PROVIDED RECORDS START

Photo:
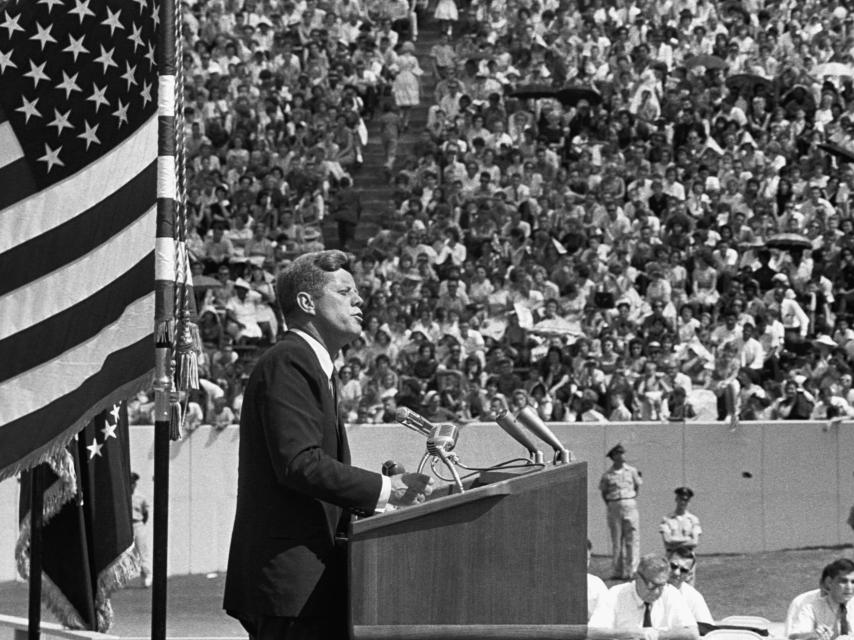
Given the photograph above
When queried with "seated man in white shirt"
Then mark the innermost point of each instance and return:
(595, 587)
(682, 563)
(826, 615)
(798, 601)
(648, 607)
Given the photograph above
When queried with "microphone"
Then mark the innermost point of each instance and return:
(392, 468)
(442, 438)
(529, 418)
(508, 423)
(411, 420)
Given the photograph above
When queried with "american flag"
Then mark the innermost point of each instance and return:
(78, 149)
(87, 545)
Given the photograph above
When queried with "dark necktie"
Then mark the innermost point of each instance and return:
(647, 618)
(339, 429)
(333, 389)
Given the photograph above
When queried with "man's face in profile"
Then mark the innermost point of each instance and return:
(337, 309)
(650, 588)
(841, 588)
(680, 569)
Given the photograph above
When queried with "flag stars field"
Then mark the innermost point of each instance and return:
(78, 188)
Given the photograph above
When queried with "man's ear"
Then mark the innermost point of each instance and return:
(306, 303)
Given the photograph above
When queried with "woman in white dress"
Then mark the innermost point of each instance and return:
(407, 84)
(446, 13)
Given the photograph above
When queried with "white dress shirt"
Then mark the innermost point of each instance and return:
(622, 608)
(325, 361)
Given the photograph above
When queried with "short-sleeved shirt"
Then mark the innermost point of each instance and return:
(620, 484)
(696, 603)
(685, 526)
(622, 608)
(817, 610)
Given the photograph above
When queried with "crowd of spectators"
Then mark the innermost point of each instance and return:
(609, 253)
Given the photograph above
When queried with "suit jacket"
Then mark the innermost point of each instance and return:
(295, 491)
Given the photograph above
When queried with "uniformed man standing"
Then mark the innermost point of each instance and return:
(619, 487)
(681, 529)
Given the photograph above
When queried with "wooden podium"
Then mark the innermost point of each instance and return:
(504, 560)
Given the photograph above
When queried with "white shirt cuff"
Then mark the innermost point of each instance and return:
(385, 494)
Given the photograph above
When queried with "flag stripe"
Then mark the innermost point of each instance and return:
(123, 373)
(18, 183)
(61, 289)
(10, 149)
(43, 385)
(68, 198)
(90, 229)
(52, 337)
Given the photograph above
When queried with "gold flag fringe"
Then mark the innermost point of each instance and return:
(188, 360)
(164, 331)
(115, 576)
(121, 571)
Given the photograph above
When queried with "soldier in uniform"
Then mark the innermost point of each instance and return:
(619, 487)
(681, 529)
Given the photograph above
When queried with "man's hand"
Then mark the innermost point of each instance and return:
(410, 488)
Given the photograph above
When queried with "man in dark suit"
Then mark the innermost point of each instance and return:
(296, 489)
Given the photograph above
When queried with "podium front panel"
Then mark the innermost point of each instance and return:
(512, 552)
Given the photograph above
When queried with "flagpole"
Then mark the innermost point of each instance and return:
(165, 291)
(36, 521)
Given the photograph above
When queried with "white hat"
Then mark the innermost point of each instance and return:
(825, 340)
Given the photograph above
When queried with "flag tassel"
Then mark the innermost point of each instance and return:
(164, 331)
(188, 359)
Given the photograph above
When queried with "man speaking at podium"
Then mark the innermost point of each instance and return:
(296, 490)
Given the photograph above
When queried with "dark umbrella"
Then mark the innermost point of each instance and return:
(573, 94)
(732, 10)
(788, 241)
(845, 155)
(710, 62)
(206, 282)
(798, 96)
(535, 91)
(750, 84)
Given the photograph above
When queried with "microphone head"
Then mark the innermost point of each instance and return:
(528, 417)
(509, 424)
(392, 468)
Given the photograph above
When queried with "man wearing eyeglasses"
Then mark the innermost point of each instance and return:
(826, 615)
(647, 608)
(682, 561)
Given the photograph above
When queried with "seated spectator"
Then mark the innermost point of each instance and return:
(825, 614)
(682, 564)
(648, 601)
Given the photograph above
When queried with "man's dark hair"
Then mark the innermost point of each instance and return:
(307, 273)
(838, 567)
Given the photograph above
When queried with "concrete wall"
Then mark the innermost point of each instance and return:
(762, 487)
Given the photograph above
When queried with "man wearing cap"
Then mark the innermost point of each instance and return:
(648, 607)
(619, 486)
(681, 529)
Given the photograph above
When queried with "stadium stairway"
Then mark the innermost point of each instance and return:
(370, 179)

PROVIDED RECORDS END

= AIM OF THE EXERCISE =
Return every line from the records above that holds the word "suit".

= OUTPUT OF THE EXERCISE =
When queried with "suit jacket"
When queried with "man in dark suit"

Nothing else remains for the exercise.